• What the exercise asks:
Can you locate every line in the material below that contains the string "tree", matching case exactly, and copy each of those lines out?

• Provided entries:
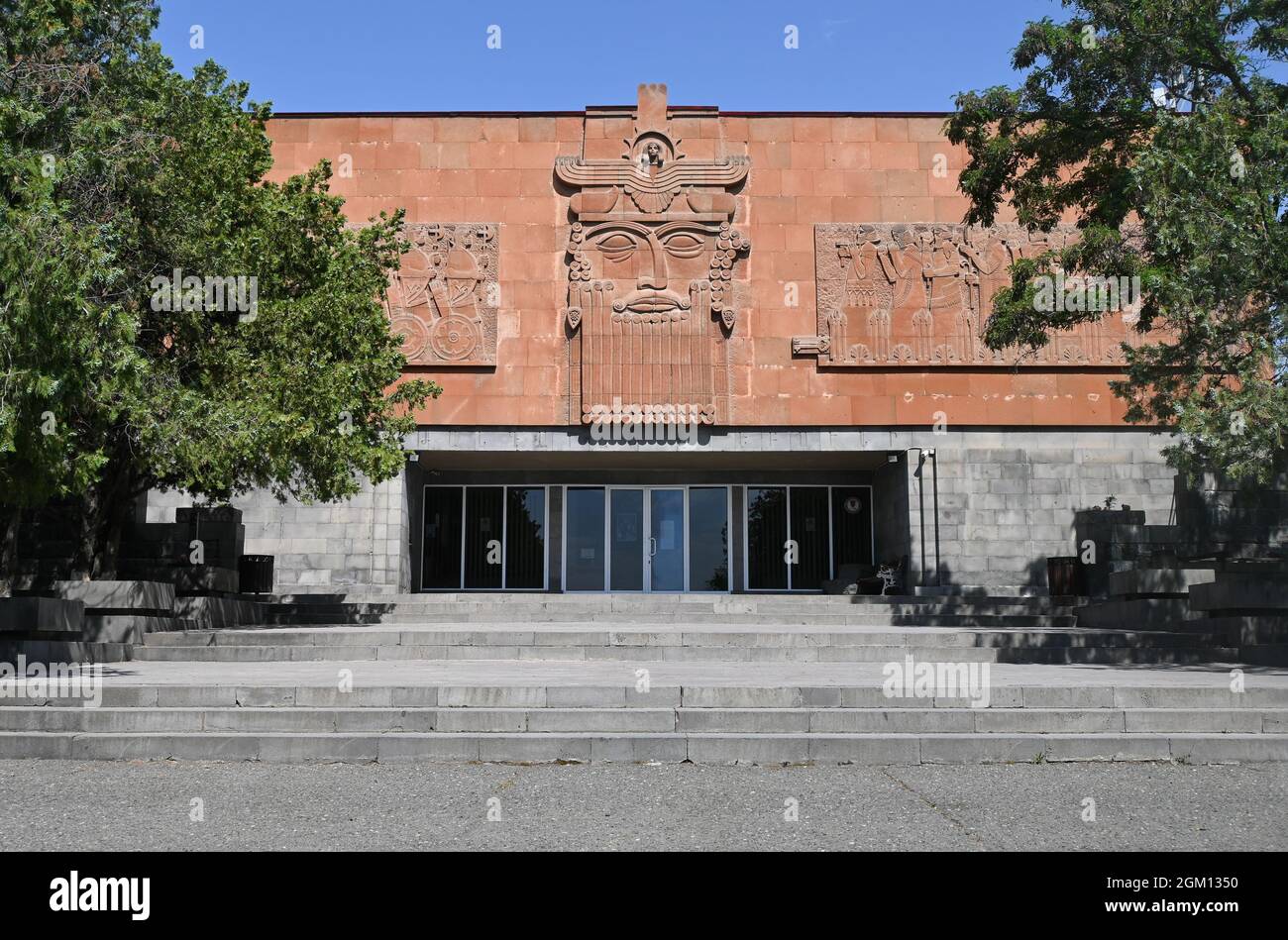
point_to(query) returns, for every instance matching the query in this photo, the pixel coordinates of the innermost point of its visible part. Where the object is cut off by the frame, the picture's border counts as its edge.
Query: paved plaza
(107, 805)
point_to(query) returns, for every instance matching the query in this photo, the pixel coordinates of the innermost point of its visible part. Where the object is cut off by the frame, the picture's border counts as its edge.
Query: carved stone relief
(445, 297)
(652, 290)
(921, 294)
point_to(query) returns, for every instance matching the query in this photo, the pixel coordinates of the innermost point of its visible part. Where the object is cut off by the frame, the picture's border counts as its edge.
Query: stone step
(665, 635)
(623, 652)
(786, 618)
(1141, 613)
(636, 720)
(645, 601)
(622, 694)
(665, 747)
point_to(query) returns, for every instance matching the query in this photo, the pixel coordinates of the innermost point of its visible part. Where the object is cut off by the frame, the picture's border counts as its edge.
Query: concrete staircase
(632, 678)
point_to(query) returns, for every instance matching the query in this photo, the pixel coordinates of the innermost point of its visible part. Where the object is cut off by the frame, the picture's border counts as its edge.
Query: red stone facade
(764, 220)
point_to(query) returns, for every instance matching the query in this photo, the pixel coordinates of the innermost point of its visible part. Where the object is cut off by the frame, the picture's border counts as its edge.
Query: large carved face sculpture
(651, 291)
(653, 268)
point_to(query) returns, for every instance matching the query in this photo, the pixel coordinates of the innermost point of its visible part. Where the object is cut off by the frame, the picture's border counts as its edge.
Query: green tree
(1158, 127)
(123, 180)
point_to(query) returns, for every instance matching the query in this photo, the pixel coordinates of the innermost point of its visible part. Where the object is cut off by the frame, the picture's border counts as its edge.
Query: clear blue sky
(433, 55)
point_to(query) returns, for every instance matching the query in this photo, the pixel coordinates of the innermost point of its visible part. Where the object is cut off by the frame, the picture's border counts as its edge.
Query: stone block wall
(1008, 498)
(359, 542)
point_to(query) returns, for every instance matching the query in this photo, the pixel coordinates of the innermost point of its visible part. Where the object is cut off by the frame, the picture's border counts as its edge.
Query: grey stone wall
(359, 542)
(1008, 500)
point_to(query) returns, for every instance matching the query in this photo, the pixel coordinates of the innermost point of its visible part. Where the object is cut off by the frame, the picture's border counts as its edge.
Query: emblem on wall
(652, 287)
(921, 295)
(445, 297)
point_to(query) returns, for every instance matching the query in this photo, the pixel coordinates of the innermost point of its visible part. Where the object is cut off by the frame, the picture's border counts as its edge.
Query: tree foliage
(1158, 125)
(119, 174)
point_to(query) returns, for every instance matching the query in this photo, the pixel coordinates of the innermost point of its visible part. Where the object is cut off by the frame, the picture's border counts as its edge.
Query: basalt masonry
(795, 290)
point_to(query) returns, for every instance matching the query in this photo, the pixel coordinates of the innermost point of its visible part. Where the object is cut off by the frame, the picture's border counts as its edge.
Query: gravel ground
(426, 806)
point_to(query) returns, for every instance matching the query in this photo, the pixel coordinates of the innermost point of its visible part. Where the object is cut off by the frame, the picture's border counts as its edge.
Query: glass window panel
(585, 545)
(708, 539)
(767, 537)
(626, 531)
(483, 537)
(666, 535)
(810, 531)
(526, 537)
(851, 527)
(441, 549)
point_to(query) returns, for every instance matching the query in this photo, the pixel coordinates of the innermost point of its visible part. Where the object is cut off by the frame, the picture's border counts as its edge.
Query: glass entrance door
(626, 553)
(666, 540)
(645, 539)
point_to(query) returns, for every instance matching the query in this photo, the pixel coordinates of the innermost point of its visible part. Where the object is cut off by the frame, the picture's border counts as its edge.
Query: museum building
(686, 349)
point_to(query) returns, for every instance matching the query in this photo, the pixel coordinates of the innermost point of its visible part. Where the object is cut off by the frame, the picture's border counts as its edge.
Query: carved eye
(684, 245)
(617, 248)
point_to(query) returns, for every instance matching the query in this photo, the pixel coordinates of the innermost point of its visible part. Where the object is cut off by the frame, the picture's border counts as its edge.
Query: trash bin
(256, 574)
(1065, 577)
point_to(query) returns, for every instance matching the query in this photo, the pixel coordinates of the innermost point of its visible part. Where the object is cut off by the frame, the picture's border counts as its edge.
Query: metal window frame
(647, 527)
(505, 524)
(831, 541)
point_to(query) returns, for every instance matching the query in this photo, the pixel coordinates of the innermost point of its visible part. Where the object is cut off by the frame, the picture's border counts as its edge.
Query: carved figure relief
(921, 294)
(445, 297)
(652, 292)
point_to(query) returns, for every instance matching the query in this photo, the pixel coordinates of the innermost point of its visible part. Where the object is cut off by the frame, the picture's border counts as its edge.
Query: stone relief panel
(652, 287)
(919, 295)
(445, 297)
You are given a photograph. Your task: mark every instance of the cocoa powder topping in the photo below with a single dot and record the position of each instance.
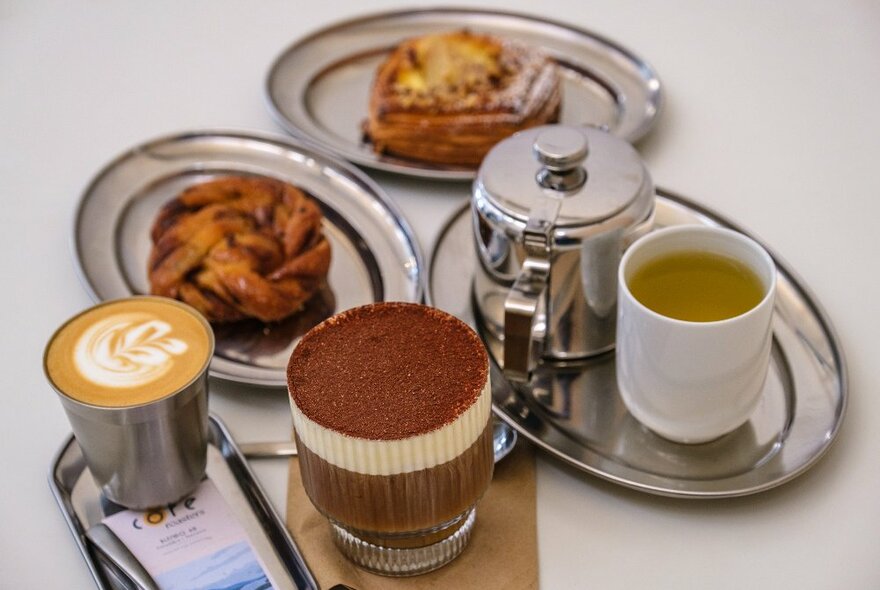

• Response to the exercise:
Query: green tree
Query: tree foliage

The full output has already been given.